- [Questions sur le contenu]:
**1)** Dans l'extrait sur l'accueil des réfugiées ukrainiennes, combien de lits l'association répartit-elle dans des appartements meublés en Ile-de-France ?
**2)** Recopiez fidèlement, dans l'extrait sur l'accueil des réfugiées ukrainiennes, le passage allant de « Ces logements sont » jusqu'à « pour l’association ? ».

- [Extrait du texte]:

****************

Ces réfugiées sont venues en France par car, avion ou trains affrétés spécialement pour elles. Quand elles arrivent à Paris, elles sont dirigées en bus vers des centres d’accueil où des bénévoles les accueillent. Immédiatement, elles ont un permis de séjour d’un an, la carte vitale, la carte de transport Navigo gratuite. Puis, elles sont emmenées vers des grands halls qui leur permettent d’y dormir, de se laver, se nourrir. Elles sont entre 150 et 200 par hall. Puis elles sont dirigées sur toute la France. Une personne pour toute la région parisienne est responsable de toutes les propositions diverses et surtout d’hébergements. C’est donc extrêmement compliqué. Mai elles arrivent à sortir des ces halls et se renseignent sur des possibilités d’aide. Ainsi, sont-elles arrivées aux Champs de Booz. Ce sont des parcours et des permis de séjours inédits. Toutes les autre étrangères demandeuses d’asile n’ont pas ces facilités. Elles souhaitent repartir à 50% en Ukraine si la guerre se termine. Les autres ont tout perdu par les bombardements, ont peur des Russes et préféreraient rester en France.
Quelles sont les actions menées par votre association pour les accompagner ?
Pour les réfugiées ukrainiennes comme pour les autres, nous mettons à disposition des hébergements. L’association dispose de 21 lits dispatchés dans des appartements meublés en Ile-de- France, mis à leur disposition pendant un an. Enfin un endroit où ces femmes peuvent reprendre leur souffle ! Et reconstruire leur vie.
Nous avons aussi 4 lits en « appartement passerelle » pendant deux ans pour des femmes ayant un projet précis débouchant sur un métier. Une petite contrepartie financière leur est demandée. L’idée est de les habituer à ce que tout ne soit pas « gratuit ». Les aider, oui ; les assister, non !
Ces logements sont loués aux Champs de Booz par des bailleurs sociaux, des congrégations religieuses ou des particuliers. Le bail se fait entre l’association et le bailleur, jamais en direct avec les femmes. Malgré des baux à des prix très « sympathiques », cela s’avère lourd sur le plan financier d’où des demandes de subventions.
L’association propose aussi des formations pour améliorer la connaissance de la culture et langue française, des formations professionnelles, des études supérieures, etc. Les bénéficiaires peuvent suivre des cours de français dispensés par une bénévole ; et/ou être les dirigées vers l’apprentissage FLE (français – langue étrangère). Elles ont la possibilité d’avoir des consultations médicales ou un suivi psychologique car beaucoup souffrent d’un psycho-trauma.
Avez-vous de nouveaux projets en 2023 pour l’association ?

****************

- [Informations]:
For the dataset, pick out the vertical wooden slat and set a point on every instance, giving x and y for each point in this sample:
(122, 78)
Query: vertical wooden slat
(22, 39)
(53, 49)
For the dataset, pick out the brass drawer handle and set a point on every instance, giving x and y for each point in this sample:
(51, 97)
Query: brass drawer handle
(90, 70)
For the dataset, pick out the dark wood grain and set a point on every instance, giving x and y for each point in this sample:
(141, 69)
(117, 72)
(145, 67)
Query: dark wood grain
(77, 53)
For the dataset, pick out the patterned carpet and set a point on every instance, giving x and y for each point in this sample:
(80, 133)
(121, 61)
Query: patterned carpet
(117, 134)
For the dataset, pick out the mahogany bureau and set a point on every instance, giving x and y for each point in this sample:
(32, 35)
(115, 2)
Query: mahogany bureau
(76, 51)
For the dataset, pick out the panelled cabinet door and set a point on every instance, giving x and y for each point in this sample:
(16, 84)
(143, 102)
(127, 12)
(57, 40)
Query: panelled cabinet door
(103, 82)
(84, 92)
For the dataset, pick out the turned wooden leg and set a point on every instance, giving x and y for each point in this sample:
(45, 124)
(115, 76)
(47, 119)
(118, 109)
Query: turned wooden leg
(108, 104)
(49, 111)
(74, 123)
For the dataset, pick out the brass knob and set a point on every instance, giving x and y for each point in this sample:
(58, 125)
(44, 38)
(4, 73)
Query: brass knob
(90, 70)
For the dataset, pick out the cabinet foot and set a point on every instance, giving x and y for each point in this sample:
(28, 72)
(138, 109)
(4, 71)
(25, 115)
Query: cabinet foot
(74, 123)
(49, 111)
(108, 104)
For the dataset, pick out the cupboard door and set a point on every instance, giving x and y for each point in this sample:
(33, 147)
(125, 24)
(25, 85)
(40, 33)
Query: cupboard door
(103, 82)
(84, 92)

****************

- [Résultats par tâche]:
**1)** 21 lits, mis à disposition pendant un an.

**2)**
Ces logements sont loués aux Champs de Booz par des bailleurs sociaux, des congrégations religieuses ou des particuliers. Le bail se fait entre l’association et le bailleur, jamais en direct avec les femmes. Malgré des baux à des prix très « sympathiques », cela s’avère lourd sur le plan financier d’où des demandes de subventions.
L’association propose aussi des formations pour améliorer la connaissance de la culture et langue française, des formations professionnelles, des études supérieures, etc. Les bénéficiaires peuvent suivre des cours de français dispensés par une bénévole ; et/ou être les dirigées vers l’apprentissage FLE (français – langue étrangère). Elles ont la possibilité d’avoir des consultations médicales ou un suivi psychologique car beaucoup souffrent d’un psycho-trauma.
Avez-vous de nouveaux projets en 2023 pour l’association ?